[Labeled-object pointing items]
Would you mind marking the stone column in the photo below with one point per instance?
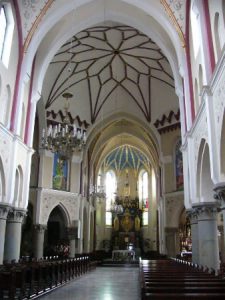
(72, 239)
(172, 243)
(192, 214)
(220, 196)
(13, 234)
(4, 209)
(221, 243)
(39, 236)
(207, 235)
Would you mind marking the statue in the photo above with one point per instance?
(137, 223)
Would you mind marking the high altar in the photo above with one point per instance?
(126, 225)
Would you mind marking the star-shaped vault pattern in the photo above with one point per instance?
(107, 58)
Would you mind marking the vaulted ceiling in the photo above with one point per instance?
(110, 68)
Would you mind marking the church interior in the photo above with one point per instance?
(112, 141)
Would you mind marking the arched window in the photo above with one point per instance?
(216, 34)
(144, 195)
(3, 25)
(60, 172)
(195, 28)
(6, 32)
(179, 166)
(110, 189)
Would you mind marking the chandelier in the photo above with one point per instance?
(97, 192)
(64, 138)
(116, 207)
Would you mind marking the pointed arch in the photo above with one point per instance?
(216, 35)
(222, 148)
(85, 231)
(91, 231)
(2, 182)
(18, 190)
(204, 181)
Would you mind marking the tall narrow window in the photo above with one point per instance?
(110, 189)
(179, 167)
(144, 195)
(60, 171)
(3, 24)
(6, 32)
(195, 29)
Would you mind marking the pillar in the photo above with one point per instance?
(39, 235)
(72, 240)
(13, 234)
(207, 235)
(221, 244)
(4, 209)
(194, 234)
(220, 196)
(172, 243)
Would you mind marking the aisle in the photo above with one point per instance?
(106, 283)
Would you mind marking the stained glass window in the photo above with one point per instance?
(144, 195)
(179, 167)
(60, 171)
(110, 189)
(6, 32)
(3, 23)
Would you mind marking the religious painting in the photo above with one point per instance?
(60, 171)
(179, 167)
(127, 221)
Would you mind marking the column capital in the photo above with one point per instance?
(219, 195)
(4, 210)
(40, 227)
(206, 210)
(72, 233)
(16, 215)
(192, 215)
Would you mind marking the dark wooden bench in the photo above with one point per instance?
(25, 280)
(169, 280)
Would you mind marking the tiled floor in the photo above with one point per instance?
(104, 283)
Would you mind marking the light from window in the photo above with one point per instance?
(195, 29)
(6, 32)
(144, 195)
(143, 189)
(110, 188)
(108, 218)
(3, 23)
(145, 218)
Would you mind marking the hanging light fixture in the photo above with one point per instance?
(64, 138)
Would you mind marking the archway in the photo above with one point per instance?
(85, 231)
(56, 238)
(2, 182)
(92, 232)
(222, 149)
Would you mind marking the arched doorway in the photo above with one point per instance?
(56, 239)
(85, 231)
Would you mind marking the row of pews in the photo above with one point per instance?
(27, 280)
(170, 279)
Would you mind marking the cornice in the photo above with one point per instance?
(174, 21)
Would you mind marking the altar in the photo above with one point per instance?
(123, 255)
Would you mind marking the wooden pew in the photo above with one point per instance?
(169, 280)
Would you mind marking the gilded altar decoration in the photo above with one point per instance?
(127, 222)
(137, 223)
(116, 224)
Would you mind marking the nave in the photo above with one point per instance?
(104, 283)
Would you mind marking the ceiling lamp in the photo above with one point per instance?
(64, 138)
(117, 208)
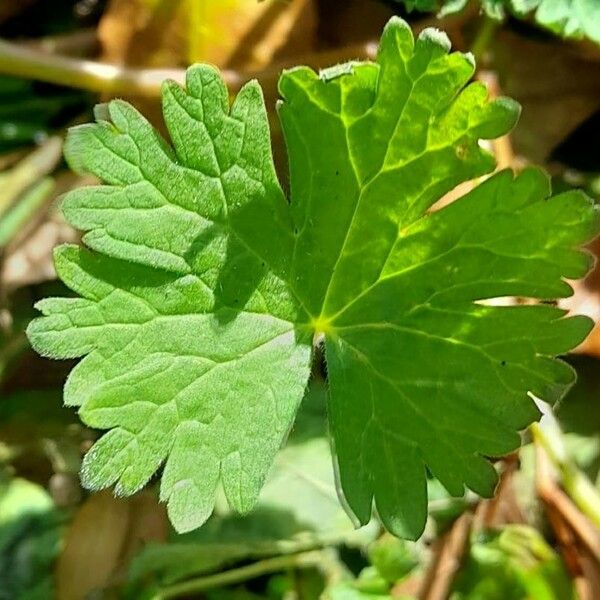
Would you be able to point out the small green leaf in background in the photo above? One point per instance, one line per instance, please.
(576, 19)
(204, 292)
(30, 535)
(512, 564)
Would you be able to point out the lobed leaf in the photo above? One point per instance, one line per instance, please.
(204, 290)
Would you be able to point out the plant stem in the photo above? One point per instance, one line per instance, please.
(28, 171)
(31, 201)
(574, 481)
(303, 560)
(85, 74)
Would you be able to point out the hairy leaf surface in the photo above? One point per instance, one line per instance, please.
(205, 290)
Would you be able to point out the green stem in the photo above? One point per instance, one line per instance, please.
(89, 75)
(484, 37)
(28, 205)
(574, 481)
(34, 166)
(270, 565)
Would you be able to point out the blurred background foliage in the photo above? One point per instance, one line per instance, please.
(538, 538)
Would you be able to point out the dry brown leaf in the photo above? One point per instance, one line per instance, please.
(243, 34)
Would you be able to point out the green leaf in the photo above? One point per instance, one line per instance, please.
(193, 353)
(297, 510)
(205, 290)
(567, 18)
(512, 564)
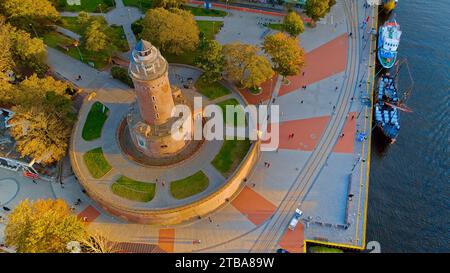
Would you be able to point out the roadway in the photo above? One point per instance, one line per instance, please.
(269, 239)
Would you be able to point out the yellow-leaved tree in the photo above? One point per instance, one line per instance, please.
(43, 226)
(173, 31)
(286, 54)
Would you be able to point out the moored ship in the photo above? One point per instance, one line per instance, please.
(388, 42)
(386, 108)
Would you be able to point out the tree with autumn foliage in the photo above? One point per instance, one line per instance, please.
(21, 13)
(173, 31)
(293, 24)
(287, 56)
(211, 60)
(43, 226)
(43, 118)
(244, 66)
(167, 4)
(317, 9)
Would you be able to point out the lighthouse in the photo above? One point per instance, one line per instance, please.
(149, 118)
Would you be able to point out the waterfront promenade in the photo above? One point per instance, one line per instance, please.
(316, 170)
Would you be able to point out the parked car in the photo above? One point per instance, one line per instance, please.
(294, 221)
(282, 250)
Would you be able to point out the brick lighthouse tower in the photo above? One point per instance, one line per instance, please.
(149, 118)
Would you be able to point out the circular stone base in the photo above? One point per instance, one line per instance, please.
(130, 150)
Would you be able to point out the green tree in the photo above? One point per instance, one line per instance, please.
(6, 57)
(259, 70)
(22, 13)
(211, 60)
(34, 89)
(285, 52)
(293, 24)
(173, 31)
(167, 4)
(39, 133)
(30, 53)
(245, 66)
(317, 9)
(20, 51)
(43, 118)
(83, 18)
(43, 226)
(95, 38)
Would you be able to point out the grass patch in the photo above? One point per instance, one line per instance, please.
(189, 186)
(70, 23)
(56, 40)
(211, 90)
(134, 190)
(115, 33)
(275, 26)
(143, 5)
(96, 162)
(86, 5)
(239, 111)
(198, 11)
(322, 249)
(230, 156)
(209, 28)
(92, 128)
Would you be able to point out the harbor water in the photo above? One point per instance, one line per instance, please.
(409, 190)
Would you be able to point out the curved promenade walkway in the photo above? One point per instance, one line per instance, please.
(315, 170)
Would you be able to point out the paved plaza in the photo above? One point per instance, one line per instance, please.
(325, 116)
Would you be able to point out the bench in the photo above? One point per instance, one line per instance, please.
(66, 48)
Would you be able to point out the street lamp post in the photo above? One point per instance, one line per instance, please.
(35, 32)
(79, 51)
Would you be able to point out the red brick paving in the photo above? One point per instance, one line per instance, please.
(307, 133)
(293, 240)
(127, 247)
(321, 63)
(90, 213)
(166, 239)
(266, 93)
(346, 144)
(254, 206)
(224, 6)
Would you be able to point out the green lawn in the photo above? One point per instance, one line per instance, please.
(197, 11)
(96, 162)
(141, 4)
(116, 33)
(275, 26)
(189, 186)
(92, 128)
(70, 23)
(230, 156)
(211, 90)
(322, 249)
(87, 5)
(134, 190)
(55, 39)
(209, 28)
(239, 111)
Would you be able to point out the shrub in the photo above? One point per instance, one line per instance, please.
(121, 74)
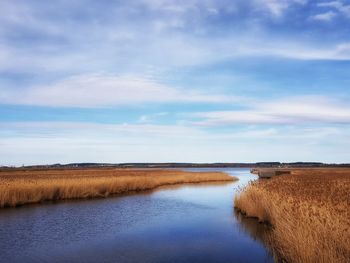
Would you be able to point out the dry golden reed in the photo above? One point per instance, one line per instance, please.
(18, 187)
(309, 212)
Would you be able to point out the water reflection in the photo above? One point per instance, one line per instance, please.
(181, 223)
(258, 231)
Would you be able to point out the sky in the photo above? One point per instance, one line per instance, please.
(174, 81)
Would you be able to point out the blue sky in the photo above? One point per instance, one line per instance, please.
(174, 81)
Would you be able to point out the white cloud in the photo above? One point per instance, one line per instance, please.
(285, 111)
(337, 5)
(53, 142)
(327, 16)
(277, 7)
(98, 90)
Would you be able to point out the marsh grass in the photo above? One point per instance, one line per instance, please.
(309, 212)
(18, 187)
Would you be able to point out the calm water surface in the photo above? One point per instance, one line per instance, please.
(191, 223)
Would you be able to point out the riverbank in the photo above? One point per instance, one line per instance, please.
(309, 211)
(24, 186)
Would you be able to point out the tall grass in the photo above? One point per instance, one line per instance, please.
(18, 187)
(309, 212)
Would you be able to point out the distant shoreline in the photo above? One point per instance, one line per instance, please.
(25, 186)
(181, 165)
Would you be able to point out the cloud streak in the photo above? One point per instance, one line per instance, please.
(98, 90)
(285, 111)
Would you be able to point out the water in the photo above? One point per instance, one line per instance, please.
(190, 223)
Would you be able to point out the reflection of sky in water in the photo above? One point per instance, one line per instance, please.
(180, 224)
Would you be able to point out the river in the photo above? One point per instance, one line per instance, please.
(187, 223)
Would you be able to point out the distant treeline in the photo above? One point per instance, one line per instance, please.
(183, 165)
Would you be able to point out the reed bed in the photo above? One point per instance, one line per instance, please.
(18, 187)
(309, 211)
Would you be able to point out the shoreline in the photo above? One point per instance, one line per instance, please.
(21, 187)
(308, 211)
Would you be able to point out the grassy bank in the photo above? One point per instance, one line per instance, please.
(309, 211)
(18, 187)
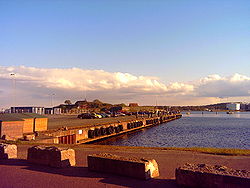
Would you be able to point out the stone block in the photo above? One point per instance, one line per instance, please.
(52, 156)
(133, 167)
(207, 176)
(8, 151)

Given problem: Could you set down the items again, word for word, starting at the line that contains "Would you be able to point out the grassy" and ending at the last of the items, with the picture left out?

The answer:
Would you be able to point out the grassy bank in the photo above? One point per instance, one line per instance, please.
(309, 211)
(18, 187)
Would you be able to point out the stone block in the photo above? One point per instance, one line per instance, please.
(52, 156)
(133, 167)
(207, 176)
(8, 151)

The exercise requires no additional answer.